## INFORMATION
————
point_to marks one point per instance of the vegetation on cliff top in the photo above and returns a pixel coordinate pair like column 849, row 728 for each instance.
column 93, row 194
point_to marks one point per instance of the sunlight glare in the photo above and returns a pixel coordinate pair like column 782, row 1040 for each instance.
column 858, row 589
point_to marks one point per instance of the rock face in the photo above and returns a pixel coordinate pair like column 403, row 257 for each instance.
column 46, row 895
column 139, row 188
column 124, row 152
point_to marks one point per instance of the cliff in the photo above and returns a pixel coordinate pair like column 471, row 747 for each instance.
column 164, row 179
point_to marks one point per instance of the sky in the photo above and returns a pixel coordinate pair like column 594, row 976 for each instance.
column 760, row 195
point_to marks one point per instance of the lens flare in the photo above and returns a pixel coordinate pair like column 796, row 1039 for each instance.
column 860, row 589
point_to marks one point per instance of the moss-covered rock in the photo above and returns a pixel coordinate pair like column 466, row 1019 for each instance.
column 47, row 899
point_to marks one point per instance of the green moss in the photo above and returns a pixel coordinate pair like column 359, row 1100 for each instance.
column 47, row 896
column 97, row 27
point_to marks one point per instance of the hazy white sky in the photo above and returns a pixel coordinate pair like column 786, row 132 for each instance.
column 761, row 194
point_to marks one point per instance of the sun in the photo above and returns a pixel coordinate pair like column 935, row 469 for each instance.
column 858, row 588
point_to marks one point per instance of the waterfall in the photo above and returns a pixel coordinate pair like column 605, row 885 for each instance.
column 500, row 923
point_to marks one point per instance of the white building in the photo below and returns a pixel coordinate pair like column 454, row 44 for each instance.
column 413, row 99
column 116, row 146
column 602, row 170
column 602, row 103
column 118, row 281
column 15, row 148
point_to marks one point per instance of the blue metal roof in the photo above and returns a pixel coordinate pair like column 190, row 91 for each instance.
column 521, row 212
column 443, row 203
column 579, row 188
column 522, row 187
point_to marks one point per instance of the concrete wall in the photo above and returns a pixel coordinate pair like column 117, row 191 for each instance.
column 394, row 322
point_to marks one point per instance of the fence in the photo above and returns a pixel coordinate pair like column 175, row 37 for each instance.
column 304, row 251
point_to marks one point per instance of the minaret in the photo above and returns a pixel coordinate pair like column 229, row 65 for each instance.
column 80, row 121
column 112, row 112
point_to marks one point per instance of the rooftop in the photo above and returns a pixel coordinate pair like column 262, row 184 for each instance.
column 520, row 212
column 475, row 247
————
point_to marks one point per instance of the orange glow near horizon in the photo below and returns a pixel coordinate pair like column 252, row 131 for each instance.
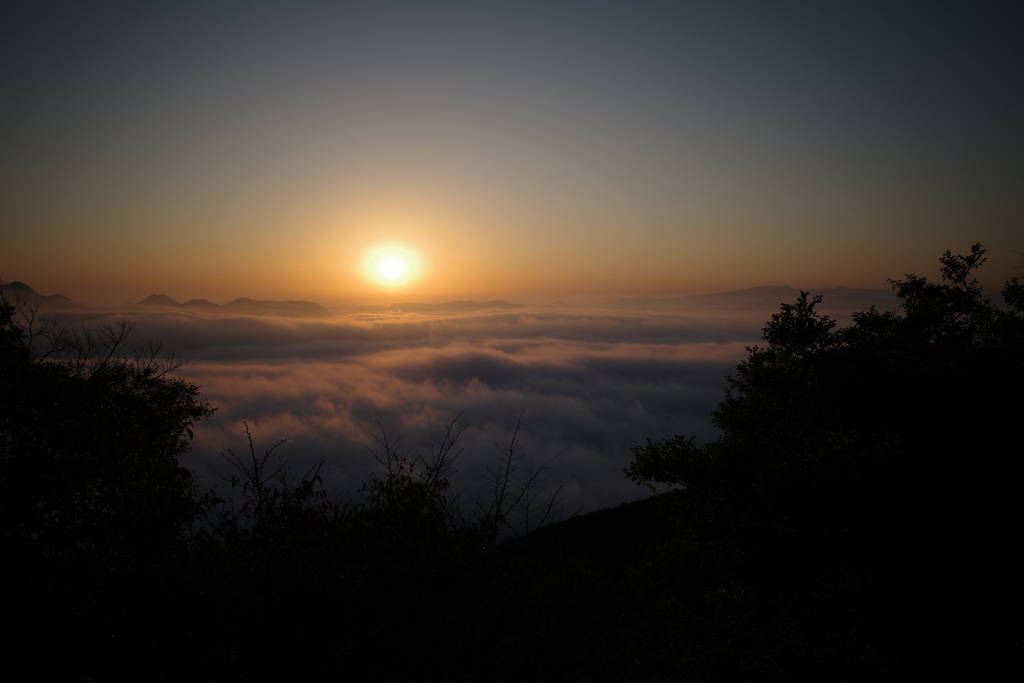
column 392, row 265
————
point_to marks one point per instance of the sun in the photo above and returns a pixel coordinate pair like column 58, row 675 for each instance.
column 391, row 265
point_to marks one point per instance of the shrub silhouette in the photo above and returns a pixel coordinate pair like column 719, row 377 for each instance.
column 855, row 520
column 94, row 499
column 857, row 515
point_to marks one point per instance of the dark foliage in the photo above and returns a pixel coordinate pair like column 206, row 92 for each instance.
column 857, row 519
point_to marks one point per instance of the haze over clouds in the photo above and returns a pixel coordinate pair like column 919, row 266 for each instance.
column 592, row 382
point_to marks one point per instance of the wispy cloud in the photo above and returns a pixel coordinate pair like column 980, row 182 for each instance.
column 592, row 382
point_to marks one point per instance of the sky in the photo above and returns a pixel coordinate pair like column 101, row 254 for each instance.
————
## TASK DESCRIPTION
Taking the entries above, write out exactly each line from the one holding "point_to marks one point per instance of the wispy" to the one holding "254 for each instance.", both included, and stop there.

## TASK ANSWER
point_to marks one point per instance of the wispy cloud in the photo above and returns a pixel coordinate pair like column 980, row 182 for each instance.
column 592, row 382
point_to marks one point per instance of the sky in the photo above and returns a pixel coordinate pair like column 101, row 254 for each instance.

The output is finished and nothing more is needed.